### Aim
Reproduce every item below word for word, line for line.

### Records shown
::::::::
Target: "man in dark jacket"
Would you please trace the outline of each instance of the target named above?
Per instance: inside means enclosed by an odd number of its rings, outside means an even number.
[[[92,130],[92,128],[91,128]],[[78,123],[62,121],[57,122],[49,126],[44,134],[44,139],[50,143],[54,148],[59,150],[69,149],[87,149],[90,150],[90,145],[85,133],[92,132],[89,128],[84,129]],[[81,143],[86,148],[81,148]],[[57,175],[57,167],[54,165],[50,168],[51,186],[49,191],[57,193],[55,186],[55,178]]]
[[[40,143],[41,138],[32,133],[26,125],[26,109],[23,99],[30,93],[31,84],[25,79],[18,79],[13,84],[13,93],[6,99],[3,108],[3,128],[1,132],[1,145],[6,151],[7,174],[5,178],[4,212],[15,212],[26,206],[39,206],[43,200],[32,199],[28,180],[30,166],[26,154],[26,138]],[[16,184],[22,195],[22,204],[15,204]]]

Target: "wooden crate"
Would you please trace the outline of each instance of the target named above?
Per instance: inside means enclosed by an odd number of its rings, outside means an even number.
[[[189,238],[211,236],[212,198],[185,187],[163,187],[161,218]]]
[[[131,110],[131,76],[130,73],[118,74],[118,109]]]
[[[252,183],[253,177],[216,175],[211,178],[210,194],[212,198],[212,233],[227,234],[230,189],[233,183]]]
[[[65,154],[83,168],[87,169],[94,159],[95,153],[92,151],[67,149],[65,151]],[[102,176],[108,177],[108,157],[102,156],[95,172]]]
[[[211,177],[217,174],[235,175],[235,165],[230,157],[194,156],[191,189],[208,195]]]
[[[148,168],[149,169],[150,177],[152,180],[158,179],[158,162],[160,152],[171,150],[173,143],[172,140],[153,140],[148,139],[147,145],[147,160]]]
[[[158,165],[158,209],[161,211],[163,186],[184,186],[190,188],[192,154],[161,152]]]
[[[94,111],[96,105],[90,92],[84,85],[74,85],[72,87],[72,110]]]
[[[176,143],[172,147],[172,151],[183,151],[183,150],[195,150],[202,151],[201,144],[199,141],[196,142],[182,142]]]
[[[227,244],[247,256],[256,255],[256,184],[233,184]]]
::::::::
### Response below
Target: "man in dark jacket"
Would you please trace the outline of each instance of the target named above?
Per instance: inside means enclosed by an odd number of its rings, outside means an even number.
[[[92,130],[92,128],[91,128]],[[78,123],[62,121],[57,122],[49,126],[44,134],[44,139],[50,143],[54,148],[59,150],[69,149],[87,149],[90,150],[90,145],[85,133],[92,132],[89,128],[84,129]],[[81,143],[86,148],[81,148]],[[57,175],[57,167],[54,165],[50,168],[51,186],[49,191],[57,193],[55,186],[55,178]]]
[[[40,143],[41,138],[32,133],[26,125],[26,109],[23,99],[30,93],[31,84],[25,79],[18,79],[13,84],[13,93],[6,99],[3,108],[3,128],[1,132],[1,145],[6,151],[7,174],[5,178],[4,212],[15,212],[26,206],[39,206],[43,200],[32,199],[28,180],[30,166],[26,154],[26,138]],[[16,184],[22,195],[22,204],[15,204]]]

Target: "wooden crate"
Would you please trace the outline of each instance of the target named above?
Per instance: inside means enclosed by an odd number of its rings, outside means an even number.
[[[189,238],[211,236],[212,198],[185,187],[163,187],[161,218]]]
[[[131,110],[131,76],[130,73],[118,74],[118,109]]]
[[[252,183],[253,177],[216,175],[211,178],[210,194],[212,198],[212,233],[227,234],[230,189],[233,183]]]
[[[65,154],[83,168],[87,169],[94,159],[95,153],[92,151],[67,149],[65,151]],[[102,176],[108,177],[108,157],[102,156],[95,172]]]
[[[211,177],[217,174],[235,175],[235,165],[230,157],[194,156],[191,189],[208,195]]]
[[[148,168],[149,169],[150,177],[152,180],[158,179],[158,162],[160,152],[171,150],[173,143],[172,140],[153,140],[148,139],[147,145],[147,160]]]
[[[158,165],[158,209],[161,211],[163,186],[184,186],[190,188],[192,154],[161,152]]]
[[[94,111],[96,105],[90,92],[84,85],[74,85],[72,87],[72,110]]]
[[[176,143],[172,147],[172,151],[183,151],[183,150],[195,150],[202,151],[201,144],[199,141],[196,142],[182,142]]]
[[[227,244],[247,256],[256,255],[256,184],[233,184]]]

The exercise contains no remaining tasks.